В этом контексте хотелось бы рассказать еще об одной женщине из когорты «серых кардиналов» в юбках. И если слово «идеальная» вообще может быть использовано при описании жены, то Мерседес Барча Пардо оказалась именно такой для писателя Габриэля Гарсиа Маркеса. «Но не будь рядом со мной Мерседес, не было бы никакого романа», — воскликнул однажды писатель по поводу своего нобелевского произведения «Сто лет одиночества». Она не читала его рукописей, ее роль заключалась в ином — всячески поддерживать писателя. Иногда — убеждать. Когда работа над эпохальным романом только начиналась и семью преследовала бедность, Габриэль нередко приплетался на кухню к жене, хныча и жалобно прося помощи. Она предлагала мужу прокрутить мясо на мясорубке и вспоминала по ходу его удачные литературные решения. Затем с поцелуем отправляла его к печатной машинке. Критический момент настал к окончанию работы над книгой. Позже Габриэль Гарсиа Маркес вспоминал: «У меня была жена и двое маленьких сыновей. Я работал пиарменеджером и редактировал киносценарии. Но чтобы написать книгу, нужно было отказаться от работы. Я заложил машину и отдал деньги Мерседес. Каждый день она так или иначе добывала мне бумагу, сигареты, все, что необходимо для работы. Когда книга была кончена, оказалось, что мы должны мяснику 5000 песо — огромные деньги». Символично, что денег осталось на отправку почтой только половины книги. Чтобы отправить вторую половину, женщине пришлось заложить в ломбард фен и электронагреватель. Отправив вторую часть рукописи, Мерседес воскликнула: «Не хватало только, чтобы роман оказался плохим!» Она готова была терпеть крайнюю нужду ради того, чтобы дело ее супруга продолжалось. Это была поистине фантастическая и всеобъемлющая поддержка, ибо импульсы Мерседес передавались не только писателю, но и издателю, критикам, читателям…

В биографических книгах о Маркесе пишется, что он заметил свою будущую жену еще школьницей (иногда утверждают, будто он решил жениться на ней, когда ей было всего 9 лет). Конечно, это уже элементы некой мифологии. Но небезынтересно, что при всей своей застенчивости и вычурности в поступках, готовности устраивать пиры с друзьями, приправленные обширными возлияниями, Маркес демонстрировал максимальную серьезность по отношению к избраннице. Интенсивность их общения была совсем невысокой, но, кажется, самовнушение, перешедшее на окружающих, имело место. Со временем появились ярые апологеты их связи, и сама Мерседес через много лет признавалась, что ее тетушка, незадачливо кудахча, непременно упоминала при каждом удобном случае о будущем замужестве с Маркесом как о давно решенном деле. Биограф писателя Джеральд Мартин приходит к выводу, что хотя «для него Мерседес была не только платоническим идеалом, этакой дантовской Беатриче», но это «также был практичный стратегический выбор». В чем тут дело?

### Строки данных
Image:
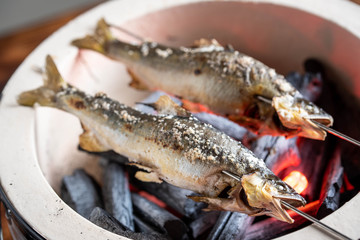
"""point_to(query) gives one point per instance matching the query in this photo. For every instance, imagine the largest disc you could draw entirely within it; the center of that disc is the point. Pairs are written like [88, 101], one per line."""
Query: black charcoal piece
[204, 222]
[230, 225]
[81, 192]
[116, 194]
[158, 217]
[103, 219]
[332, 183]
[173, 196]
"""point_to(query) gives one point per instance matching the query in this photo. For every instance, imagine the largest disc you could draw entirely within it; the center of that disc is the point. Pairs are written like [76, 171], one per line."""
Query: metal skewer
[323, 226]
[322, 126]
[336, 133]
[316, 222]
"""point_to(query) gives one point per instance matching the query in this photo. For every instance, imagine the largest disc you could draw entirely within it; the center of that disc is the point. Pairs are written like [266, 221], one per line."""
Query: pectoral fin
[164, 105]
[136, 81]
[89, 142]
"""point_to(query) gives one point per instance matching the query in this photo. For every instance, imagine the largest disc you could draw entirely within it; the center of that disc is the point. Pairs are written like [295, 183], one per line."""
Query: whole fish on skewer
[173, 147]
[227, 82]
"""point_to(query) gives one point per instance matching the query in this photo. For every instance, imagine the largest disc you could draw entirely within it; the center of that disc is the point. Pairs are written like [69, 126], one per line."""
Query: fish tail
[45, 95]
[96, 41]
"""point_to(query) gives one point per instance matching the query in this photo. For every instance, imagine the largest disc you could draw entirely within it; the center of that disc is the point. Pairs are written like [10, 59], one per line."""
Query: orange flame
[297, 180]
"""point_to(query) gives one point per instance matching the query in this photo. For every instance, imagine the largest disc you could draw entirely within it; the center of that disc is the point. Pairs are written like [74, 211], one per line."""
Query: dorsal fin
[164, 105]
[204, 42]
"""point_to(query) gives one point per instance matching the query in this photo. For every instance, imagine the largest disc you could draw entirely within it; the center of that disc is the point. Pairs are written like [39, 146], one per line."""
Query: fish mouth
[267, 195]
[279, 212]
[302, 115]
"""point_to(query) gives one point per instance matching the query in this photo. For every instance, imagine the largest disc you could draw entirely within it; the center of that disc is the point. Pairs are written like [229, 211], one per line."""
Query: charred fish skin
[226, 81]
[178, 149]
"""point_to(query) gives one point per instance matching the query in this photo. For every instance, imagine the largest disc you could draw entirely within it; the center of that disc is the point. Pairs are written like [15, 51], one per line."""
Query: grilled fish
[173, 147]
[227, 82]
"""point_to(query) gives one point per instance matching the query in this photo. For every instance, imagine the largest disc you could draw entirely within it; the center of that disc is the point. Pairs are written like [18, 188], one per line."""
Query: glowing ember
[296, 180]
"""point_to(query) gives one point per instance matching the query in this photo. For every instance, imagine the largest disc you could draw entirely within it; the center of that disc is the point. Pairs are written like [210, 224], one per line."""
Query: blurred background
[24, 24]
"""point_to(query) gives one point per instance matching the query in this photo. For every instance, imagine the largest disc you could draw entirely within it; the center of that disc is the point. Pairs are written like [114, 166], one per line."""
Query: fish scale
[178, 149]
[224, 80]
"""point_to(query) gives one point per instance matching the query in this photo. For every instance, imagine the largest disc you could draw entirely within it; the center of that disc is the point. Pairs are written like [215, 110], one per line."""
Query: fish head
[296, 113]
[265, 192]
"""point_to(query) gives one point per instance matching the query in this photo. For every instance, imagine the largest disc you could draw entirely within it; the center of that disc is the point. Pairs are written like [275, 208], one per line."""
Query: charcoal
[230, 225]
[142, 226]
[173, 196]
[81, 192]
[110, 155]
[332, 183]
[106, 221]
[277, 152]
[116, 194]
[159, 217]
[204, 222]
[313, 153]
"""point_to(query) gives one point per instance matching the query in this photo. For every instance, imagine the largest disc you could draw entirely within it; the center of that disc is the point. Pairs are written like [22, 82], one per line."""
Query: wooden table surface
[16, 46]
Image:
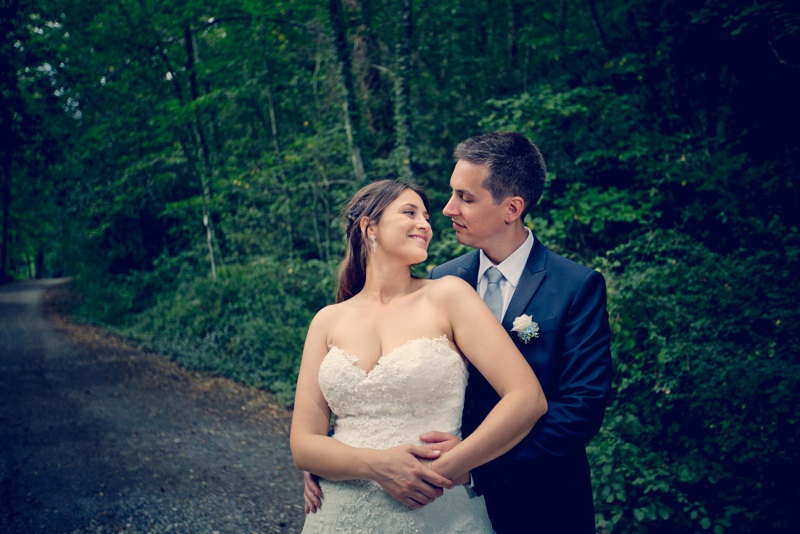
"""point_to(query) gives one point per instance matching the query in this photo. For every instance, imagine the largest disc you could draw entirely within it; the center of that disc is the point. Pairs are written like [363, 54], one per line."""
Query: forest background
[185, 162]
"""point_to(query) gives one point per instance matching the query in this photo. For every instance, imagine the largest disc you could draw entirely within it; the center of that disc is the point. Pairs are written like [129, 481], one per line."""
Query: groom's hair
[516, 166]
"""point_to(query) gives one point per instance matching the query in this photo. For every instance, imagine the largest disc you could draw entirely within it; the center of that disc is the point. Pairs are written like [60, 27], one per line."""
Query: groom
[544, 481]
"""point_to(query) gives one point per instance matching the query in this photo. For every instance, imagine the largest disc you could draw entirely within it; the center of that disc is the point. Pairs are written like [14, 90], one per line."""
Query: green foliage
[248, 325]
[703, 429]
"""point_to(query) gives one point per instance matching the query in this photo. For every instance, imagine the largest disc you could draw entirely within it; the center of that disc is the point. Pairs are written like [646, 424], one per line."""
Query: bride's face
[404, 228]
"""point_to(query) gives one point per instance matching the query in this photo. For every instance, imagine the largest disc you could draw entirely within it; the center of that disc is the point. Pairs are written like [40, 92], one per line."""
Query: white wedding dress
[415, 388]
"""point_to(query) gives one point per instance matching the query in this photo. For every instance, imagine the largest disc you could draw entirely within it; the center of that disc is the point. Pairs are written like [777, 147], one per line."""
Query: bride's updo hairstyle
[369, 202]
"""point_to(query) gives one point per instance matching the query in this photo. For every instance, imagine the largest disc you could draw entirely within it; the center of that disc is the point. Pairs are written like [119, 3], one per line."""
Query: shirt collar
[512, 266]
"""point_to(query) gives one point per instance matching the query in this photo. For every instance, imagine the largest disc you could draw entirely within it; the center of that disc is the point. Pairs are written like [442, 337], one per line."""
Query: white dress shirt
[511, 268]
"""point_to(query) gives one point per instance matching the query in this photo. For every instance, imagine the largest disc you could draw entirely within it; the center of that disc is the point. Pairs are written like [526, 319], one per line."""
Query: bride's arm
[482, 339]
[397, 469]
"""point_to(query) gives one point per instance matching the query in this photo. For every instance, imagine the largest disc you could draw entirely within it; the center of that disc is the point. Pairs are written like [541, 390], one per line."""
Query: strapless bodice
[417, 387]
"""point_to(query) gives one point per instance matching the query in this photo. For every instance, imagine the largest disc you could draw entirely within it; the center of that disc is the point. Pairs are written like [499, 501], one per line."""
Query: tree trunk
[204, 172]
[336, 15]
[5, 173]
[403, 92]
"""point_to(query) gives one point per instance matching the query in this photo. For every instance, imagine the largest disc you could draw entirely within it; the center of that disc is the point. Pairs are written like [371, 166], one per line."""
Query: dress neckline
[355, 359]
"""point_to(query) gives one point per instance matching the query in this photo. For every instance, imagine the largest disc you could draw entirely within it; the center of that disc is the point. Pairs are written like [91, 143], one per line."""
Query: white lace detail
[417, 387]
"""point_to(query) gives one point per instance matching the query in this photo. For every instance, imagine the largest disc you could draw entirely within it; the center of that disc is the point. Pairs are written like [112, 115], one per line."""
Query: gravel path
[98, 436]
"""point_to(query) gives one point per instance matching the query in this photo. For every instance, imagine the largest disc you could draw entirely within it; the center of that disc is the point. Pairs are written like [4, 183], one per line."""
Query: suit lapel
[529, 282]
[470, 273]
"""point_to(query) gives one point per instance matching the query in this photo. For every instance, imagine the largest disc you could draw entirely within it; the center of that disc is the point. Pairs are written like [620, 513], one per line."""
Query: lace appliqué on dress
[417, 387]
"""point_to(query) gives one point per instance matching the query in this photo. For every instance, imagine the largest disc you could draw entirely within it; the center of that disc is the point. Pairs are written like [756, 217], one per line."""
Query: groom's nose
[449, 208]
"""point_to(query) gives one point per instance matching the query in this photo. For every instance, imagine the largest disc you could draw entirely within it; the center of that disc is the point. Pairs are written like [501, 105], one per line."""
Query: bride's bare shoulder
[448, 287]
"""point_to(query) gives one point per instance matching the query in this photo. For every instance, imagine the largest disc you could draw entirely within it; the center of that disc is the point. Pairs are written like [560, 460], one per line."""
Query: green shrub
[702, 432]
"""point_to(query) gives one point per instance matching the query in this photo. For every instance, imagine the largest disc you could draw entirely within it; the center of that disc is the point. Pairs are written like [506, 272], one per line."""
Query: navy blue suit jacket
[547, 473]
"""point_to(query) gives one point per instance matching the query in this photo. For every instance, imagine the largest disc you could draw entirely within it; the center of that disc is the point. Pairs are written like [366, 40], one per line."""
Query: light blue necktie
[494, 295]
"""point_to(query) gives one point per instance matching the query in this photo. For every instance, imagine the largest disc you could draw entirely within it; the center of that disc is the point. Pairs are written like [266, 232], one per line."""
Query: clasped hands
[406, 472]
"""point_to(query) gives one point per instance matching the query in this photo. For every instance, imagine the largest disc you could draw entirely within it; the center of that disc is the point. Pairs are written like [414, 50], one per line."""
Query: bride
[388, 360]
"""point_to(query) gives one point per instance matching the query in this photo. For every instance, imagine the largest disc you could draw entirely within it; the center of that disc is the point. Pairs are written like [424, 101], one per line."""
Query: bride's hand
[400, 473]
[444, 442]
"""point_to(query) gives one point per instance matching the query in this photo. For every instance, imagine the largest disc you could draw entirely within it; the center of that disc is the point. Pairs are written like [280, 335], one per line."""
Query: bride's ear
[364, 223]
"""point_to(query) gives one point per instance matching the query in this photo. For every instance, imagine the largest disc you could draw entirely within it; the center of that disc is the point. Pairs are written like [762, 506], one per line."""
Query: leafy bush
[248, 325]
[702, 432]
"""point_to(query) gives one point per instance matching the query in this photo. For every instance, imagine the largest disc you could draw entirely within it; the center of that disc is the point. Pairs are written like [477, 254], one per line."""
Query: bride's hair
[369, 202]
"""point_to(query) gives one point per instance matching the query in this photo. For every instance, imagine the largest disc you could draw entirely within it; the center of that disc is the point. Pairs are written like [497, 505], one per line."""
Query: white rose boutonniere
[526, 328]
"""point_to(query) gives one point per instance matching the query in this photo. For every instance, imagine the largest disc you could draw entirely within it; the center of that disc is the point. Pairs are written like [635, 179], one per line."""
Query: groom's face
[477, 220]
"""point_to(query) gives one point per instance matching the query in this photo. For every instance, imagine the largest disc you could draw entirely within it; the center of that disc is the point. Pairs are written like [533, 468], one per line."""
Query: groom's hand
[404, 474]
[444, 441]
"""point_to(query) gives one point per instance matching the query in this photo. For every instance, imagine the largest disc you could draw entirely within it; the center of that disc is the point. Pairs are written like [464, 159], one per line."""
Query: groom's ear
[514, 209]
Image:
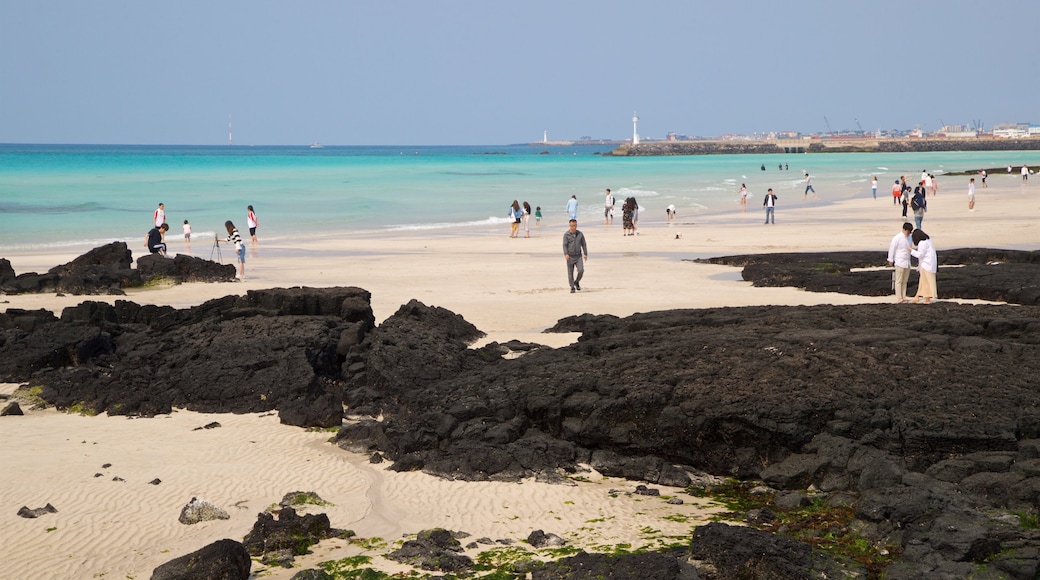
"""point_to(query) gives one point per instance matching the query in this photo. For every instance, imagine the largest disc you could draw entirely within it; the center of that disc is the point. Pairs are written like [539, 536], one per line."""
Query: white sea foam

### Выполните задания
1. Перечислите всех, кому, по тексту о Мерседес Барча и Маркесе, передавались импульсы Мерседес.
2. Продолжите текст о Мерседес Барча и Маркесе, начав сразу после его последнего предложения.

### Ответы
1. Писателю, издателю, критикам, читателям.

2.
Маркес, как и большинство мужчин, разделяет любовь и секс (по меньшей мере, в своих произведениях, которые можно рассматривать как проекцию его отношения к женщинам). У него были страстные сексуальные романы, и один из них — это период помолвки. Но вместе с тем и сам Маркес, и его биографы настаивают на том, что он очень боялся потерять девушку, которую в течение десятилетия «считал своей суженой». Для девушки, которая в 22 года дала согласие стать женой вполне удачливого журналиста и писателя, Маркес определенно выглядел перспективнее большинства молодых людей из периферийной страны. Джеральд Мартин, утверждая, что латиноамериканские девушки более терпимы к любовным похождениям своих мужчин, написал в биографии Маркеса следующее: «Что удивительного в том, что двадцативосьмилетний латиноамериканец завел интрижку в Париже? Друзья ничего другого от него и не ждали. Если б Тачия родила, он, вероятно, все равно бросил бы ее. Он выбрал Мерседес, потому что это женщина из его среды, которая четко понимает, откуда он родом и чем живет». Другими словами, Маркес был как бы избирательно надежен и ответствен. Для некоторых такая ситуация может выглядеть странной и неприемлемой, но если этнопсихологический контекст отношений позволяет паре справиться с существующими противоречиями, нет смысла рассуждать о нравственных нормах. Важно другое: почему он выбрал именно Мерседес, и отчего она решилась выйти именно за Маркеса?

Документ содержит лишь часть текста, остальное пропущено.